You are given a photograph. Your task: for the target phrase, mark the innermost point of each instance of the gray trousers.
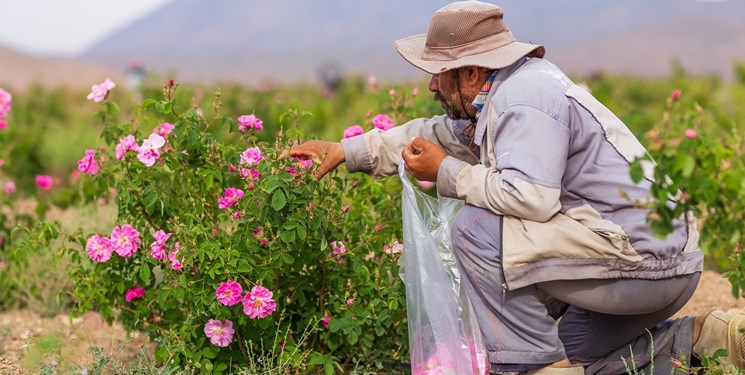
(598, 323)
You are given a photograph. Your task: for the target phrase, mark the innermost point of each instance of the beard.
(451, 110)
(454, 103)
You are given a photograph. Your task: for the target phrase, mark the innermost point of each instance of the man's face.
(453, 100)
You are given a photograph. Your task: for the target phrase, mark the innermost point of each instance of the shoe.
(723, 330)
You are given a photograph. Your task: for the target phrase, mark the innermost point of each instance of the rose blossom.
(134, 293)
(99, 92)
(258, 303)
(353, 131)
(675, 95)
(99, 248)
(175, 262)
(232, 195)
(88, 163)
(325, 321)
(128, 143)
(338, 247)
(9, 187)
(6, 100)
(149, 152)
(246, 122)
(44, 181)
(383, 122)
(158, 246)
(220, 334)
(251, 156)
(125, 240)
(164, 129)
(229, 293)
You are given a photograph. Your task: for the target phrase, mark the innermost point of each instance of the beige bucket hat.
(466, 33)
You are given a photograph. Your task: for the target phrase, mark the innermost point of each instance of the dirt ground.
(20, 327)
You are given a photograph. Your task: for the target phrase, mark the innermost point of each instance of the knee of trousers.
(476, 230)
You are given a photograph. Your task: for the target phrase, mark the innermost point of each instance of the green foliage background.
(50, 128)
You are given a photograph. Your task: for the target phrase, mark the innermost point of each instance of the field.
(322, 250)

## TASK STATEMENT:
Can you copy all the rows above word for word, leaving the picture out?

## TASK RESPONSE:
You are given a photograph. Your task: for the target phrase, mark the innermost point of each instance of the gray trousers.
(598, 323)
You are given a photograph. Your task: for the target phrase, mark the innermost point of each instance of the beard.
(451, 110)
(454, 103)
You are given a photograph. Your task: for the target phrase, mark the innermost point of each instance of the man's face.
(453, 100)
You are given a photograph. Your task: for the target phrase, mark the innermost point of each instance of the shoe.
(723, 330)
You are given a photograph. Your task: for the target phrase, mark the innermost point of each instance of the rose blossom.
(134, 293)
(99, 92)
(258, 303)
(353, 131)
(675, 95)
(99, 248)
(175, 262)
(232, 195)
(88, 163)
(325, 321)
(128, 143)
(338, 247)
(9, 187)
(6, 100)
(149, 152)
(246, 122)
(44, 181)
(383, 122)
(158, 246)
(220, 334)
(251, 156)
(125, 240)
(164, 129)
(229, 293)
You are given a photograph. Your task: for the target phrase, mark the innermost point of each instance of the beige bucket hat.
(466, 33)
You are given a photograph. Your task: for the target phrase, mark the innermost point of each instance of the dirt ground.
(20, 327)
You are given a photograph. Your task: for the target phrase, mark the innermost point of each instance of the knee of trousers.
(476, 230)
You are given a photograph. Your task: for the target phrase, mark the innermost point of each instance of the green foliage background.
(50, 128)
You are given a photograph. Your task: for the target phrase, mark the innermost point of each instance of the field.
(322, 250)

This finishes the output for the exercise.